At age 12, she earned her first IM norm and first Woman Grandmaster (WGM) norm at the 2022 Southwest Class Championships. At age 13, she earned a second IM norm and a second WGM norm at the 2023 1000GM St. Louis IM Norm Tournament. Later that year, she crossed the 2400 live rating mark during the 2023 1000GM NYC IM Norm Tournament, fulfilling the rating requirement for the IM title. She then earned her final IM norm and final WGM norm at the 2023 Canadian Transnational Championship, thereby qualifying for both the IM and WGM titles.

At age 16, she earned her first GM norm at the 2026 Cairns Cup, likely making her the fifth-youngest female player to earn a GM norm.

She reached a peak FIDE rating of 2430 in August 2026 and a peak women’s world ranking of #29 in August 2026.

== Notable games ==
At the 2022 Southwest Class Championships, Lee defeated IM Viktor Gazik (2543) to clinch her first IM and WGM norms.

▶ INPUT DATA:
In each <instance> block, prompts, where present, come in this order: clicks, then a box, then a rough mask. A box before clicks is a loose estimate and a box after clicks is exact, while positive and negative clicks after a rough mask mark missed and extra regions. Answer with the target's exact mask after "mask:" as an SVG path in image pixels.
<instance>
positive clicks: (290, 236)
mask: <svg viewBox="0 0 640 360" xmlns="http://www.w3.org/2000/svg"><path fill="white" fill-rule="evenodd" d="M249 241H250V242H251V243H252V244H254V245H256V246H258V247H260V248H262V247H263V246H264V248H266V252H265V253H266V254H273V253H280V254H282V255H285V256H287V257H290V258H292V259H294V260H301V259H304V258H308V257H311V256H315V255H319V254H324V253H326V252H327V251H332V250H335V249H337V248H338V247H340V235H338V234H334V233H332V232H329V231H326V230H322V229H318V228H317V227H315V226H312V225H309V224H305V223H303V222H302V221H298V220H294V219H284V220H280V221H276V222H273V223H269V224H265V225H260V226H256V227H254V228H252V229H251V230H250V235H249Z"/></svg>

▶ DIRECTIONS:
1 > According to the chess biography, at which event did she earn her first GM norm?
2 > Please write out the stretch of the chess biography from "At age 12, she" through "in August 2026.", substituting "official rating" for "live rating".
You won't need the lines to do any of this.

▶ SOLUTIONS BELOW:
1 > The 2026 Cairns Cup.

2 >
At age 12, she earned her first IM norm and first Woman Grandmaster (WGM) norm at the 2022 Southwest Class Championships. At age 13, she earned a second IM norm and a second WGM norm at the 2023 1000GM St. Louis IM Norm Tournament. Later that year, she crossed the 2400 official rating mark during the 2023 1000GM NYC IM Norm Tournament, fulfilling the rating requirement for the IM title. She then earned her final IM norm and final WGM norm at the 2023 Canadian Transnational Championship, thereby qualifying for both the IM and WGM titles.

At age 16, she earned her first GM norm at the 2026 Cairns Cup, likely making her the fifth-youngest female player to earn a GM norm.

She reached a peak FIDE rating of 2430 in August 2026 and a peak women’s world ranking of #29 in August 2026.